▶ [RICHIESTA 1]
Rispondi a queste domande sul brano sul ponte:
(a) Secondo quanto aveva scritto Anna, come morirebbero migliaia di uccelli?
(b) Da che cosa sarebbero spaventate le balene, secondo l'obiezione riportata nel brano?
(c) Con quale nome i romani chiamavano l'autorità massima dell'Impero?
▶ [RICHIESTA 2] Prosegui il brano sul ponte partendo dopo l'ultima frase riportata.

▶ [SELEZIONE]
☆ ☆ ☆ ☆ ☆

Seguivano alcune pagine (!) di riflessioni, misto di banalità e di
buone motivazioni, di elementi reali, di altri immaginari.
Ho voluto risponderle, nel rispetto delle sue idee. Precisandole quanto
sia stato necessario, nel cammino della civiltà, prendere decisioni che
hanno comportato a volte problemi non indifferenti, ma di certo non
tali da bloccare passi in avanti del progresso umano.
Anna mi aveva, tra l'altro, scritto d'opporsi al ponte "Perché non
muoiano migliaia di uccelli impattando con il ponte quando il vento, la
nebbia, la pioggia, la stanchezza impediscono loro di evitare un
ostacolo". La qual cosa credo che valga per tutti i mille ponti del
mondo, eppure di uccelli in cielo ne volano ancora molti. E se ne
muoiono troppi, le cause sono altre.
Che dire, poi, delle balene che "sarebbero spaventate dall'ombra del
ponte"? A parte la facile battuta che di notte e con tempo brutto non
si creano ombre, l'obiezione è un'altra: sotto i grandi ponti sul mare
del nord Europa, America e Asia, nessun ambientalista ha mai comunicato
dati allarmanti su moria di cetacei a causa di un ponte (di cetacei ne
muoiono molti, purtroppo; ma anche in questo caso, i motivi sono di
tutt'altro genere).
Così, ho riacceso il computer e ho spedito una seconda risposta. E qui
la trascrivo quasi per intero: "Cara Anna, non metto in dubbio la tua
buona fede, ma non posso che ripeterti quanto ho già risposto. Sarebbe
bello vivere nell'eden della preistoria? Non lo so.
Ti ricordo che i romani chiamavano Pontifex, il "costruttore di ponti",
autorità massima dell'Impero.

☆ ☆ ☆ ☆ ☆

(Alcune righe)
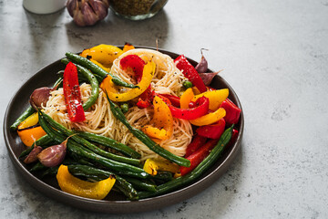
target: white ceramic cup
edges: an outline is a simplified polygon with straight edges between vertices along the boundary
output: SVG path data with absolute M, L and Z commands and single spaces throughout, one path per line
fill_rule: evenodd
M 23 6 L 36 14 L 50 14 L 59 11 L 66 5 L 67 0 L 23 0 Z

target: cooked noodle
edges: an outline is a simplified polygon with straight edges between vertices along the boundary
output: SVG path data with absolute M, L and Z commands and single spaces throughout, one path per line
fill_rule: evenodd
M 151 59 L 155 62 L 157 68 L 151 86 L 157 93 L 179 95 L 181 84 L 185 78 L 175 67 L 170 57 L 158 51 L 150 49 L 129 50 L 114 61 L 111 68 L 112 74 L 118 76 L 127 82 L 136 82 L 128 73 L 119 68 L 119 60 L 128 54 L 136 54 L 145 61 Z M 84 102 L 91 94 L 91 86 L 82 84 L 80 90 L 82 101 Z M 99 89 L 99 97 L 97 102 L 85 112 L 86 120 L 84 122 L 70 122 L 65 105 L 63 89 L 52 91 L 51 97 L 44 107 L 44 110 L 45 112 L 55 120 L 68 129 L 108 136 L 127 144 L 141 154 L 141 160 L 159 158 L 158 154 L 150 151 L 145 144 L 133 136 L 133 134 L 113 116 L 109 103 L 101 89 Z M 153 117 L 153 110 L 151 108 L 138 109 L 138 107 L 132 107 L 125 113 L 125 116 L 129 124 L 137 129 L 141 129 L 144 125 L 149 124 Z M 191 138 L 192 129 L 190 123 L 188 120 L 174 119 L 173 135 L 168 140 L 156 141 L 172 153 L 183 156 L 188 144 L 191 141 Z

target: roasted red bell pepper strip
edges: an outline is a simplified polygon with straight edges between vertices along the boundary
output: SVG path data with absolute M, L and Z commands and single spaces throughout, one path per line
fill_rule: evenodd
M 241 110 L 239 109 L 231 100 L 226 99 L 220 107 L 226 110 L 224 120 L 227 125 L 236 124 L 239 121 Z
M 77 68 L 72 62 L 69 62 L 65 68 L 63 89 L 69 120 L 73 122 L 84 121 L 86 116 L 81 103 Z
M 210 151 L 215 147 L 219 140 L 210 140 L 206 142 L 205 145 L 200 147 L 191 155 L 186 157 L 186 159 L 190 161 L 190 167 L 180 167 L 181 175 L 185 175 L 188 172 L 195 169 L 210 152 Z
M 206 86 L 200 77 L 195 68 L 188 61 L 185 56 L 180 55 L 174 60 L 177 68 L 182 71 L 183 75 L 200 91 L 206 91 Z
M 169 106 L 169 108 L 174 118 L 190 120 L 200 118 L 208 113 L 210 105 L 210 100 L 208 98 L 202 97 L 197 99 L 196 103 L 198 103 L 198 107 L 193 109 L 179 109 L 173 107 L 172 105 Z
M 196 132 L 203 137 L 209 139 L 220 139 L 224 131 L 225 121 L 224 119 L 220 119 L 213 125 L 200 126 L 196 130 Z
M 200 135 L 196 135 L 191 142 L 188 145 L 186 150 L 185 157 L 189 157 L 193 152 L 195 152 L 200 146 L 204 145 L 206 142 L 207 138 L 202 137 Z
M 179 97 L 176 97 L 176 96 L 173 96 L 173 95 L 170 95 L 170 94 L 160 94 L 160 96 L 163 96 L 163 97 L 169 99 L 169 100 L 171 102 L 171 104 L 174 107 L 177 107 L 177 108 L 180 107 L 180 105 L 179 105 Z

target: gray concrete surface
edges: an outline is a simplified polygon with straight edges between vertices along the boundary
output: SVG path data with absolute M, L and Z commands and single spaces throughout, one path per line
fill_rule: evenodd
M 83 212 L 34 190 L 0 148 L 1 218 L 328 218 L 328 1 L 173 1 L 151 19 L 109 13 L 77 27 L 67 10 L 34 15 L 0 0 L 0 122 L 38 69 L 100 43 L 156 45 L 200 59 L 234 88 L 245 115 L 242 150 L 197 196 L 138 214 Z

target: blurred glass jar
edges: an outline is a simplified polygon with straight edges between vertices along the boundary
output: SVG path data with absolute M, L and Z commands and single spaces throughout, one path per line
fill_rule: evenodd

☆ ☆ ☆ ☆ ☆

▶ [RISPOSTA FINALE 1]
(a) Impattando con il ponte quando il vento, la nebbia, la pioggia o la stanchezza impediscono loro di evitare un ostacolo.
(b) Dall'ombra del ponte.
(c) Pontifex.

▶ [RISPOSTA FINALE 2]
Anche i primitivi hanno sentito la necessità di costruire ponti; ancor
oggi ne costruiscono con liane e pali i pigmei della foresta
equatoriale africana, per collegarsi con altri uomini, per conoscersi,
per sopravvivere.
E' identica vicenda per tutti i popoli di tutte le culture, di tutte le
età, il "costruire ponti", perché questo significa collegarsi,
conoscersi, unirsi, progredire. Di conseguenza chi è contro un ponte, è
contro l'idea più nobile del progresso: quella di creare un mondo nel
quale si sia tutti "vicini".
Ti ricordo, per concludere, che nel Medio Evo gli oscurantisti
tentavano di proibire la costruzione dei ponti, considerandoli
"creature del diavolo". E minacciavano il taglio della testa e la
perdita dell'anima, al primo che si fosse azzardato a violare quel tabù.
Nel pregarti di tentar di ragionare su tutto questo, mi auguro che tu
non voglia, come gli stregoni del medio evo, condannandomi al taglio
della testa, anche se io grido "Viva il Ponte di Messina"."
A quest'ultimo messaggio Anna non mi ha risposto. Forse è troppo
impegnata a scrivere slogan da sbandierare domani. Le auguro una
giornata di sole.
Folco Quilici
Folco Quilici è nato a Ferrara nel 1930 da Nello Quilici, storico e
giornalista e Mimì Buzzacchi, pittrice.
Il nome di Folco Quilici si associa da tempo alla conoscenza del
rapporto tra uomo e mare. Con film: "Sesto Continente" (Premio Speciale
alla Mostra del Cinema di Venezia del 1954), "Ultimo Paradiso" (scritto
con Ennio Flaiano, Orso d'Argento al Festival di Berlino del 1956),
"Tikoyo e il suo pescecane" (scritto con Italo Calvino, Premio Unesco
per la Cultura del 1961), "Oceano" (Premio Speciale Festival di
Taormina del 1971) e "Fratello Mare". E' del 1991 il suo film di
fiction a grande schermo tratto dal suo romanzo "Cacciatori di Navi"
(presentato e premiato a Umbria Fiction nel 1992)
Nel campo dei medio e corto metraggi sono oltre trecento i film
a carattere culturale da lui realizzati. Da ricordare due opere
presentate fuori concorso alla Mostra del Cinema di Venezia: Gauguin
(1957), L'angelo e la Sirena (1980) e la nomination all'Oscar nel 1971,
per Toscana uno dei sedici film della serie Italia dal Cielo alla quale
hanno collaborato - dal '64 al '79 - nomi di massimo prestigio della
letteratura italiana come Calvino, Sciascia, Silone, Praz, Piovene,
Comisso. Questi film sono stati trasferiti su DVD con un programma di
perfetto restauro iniziato nel 2002 che si concluderà entro il 2005.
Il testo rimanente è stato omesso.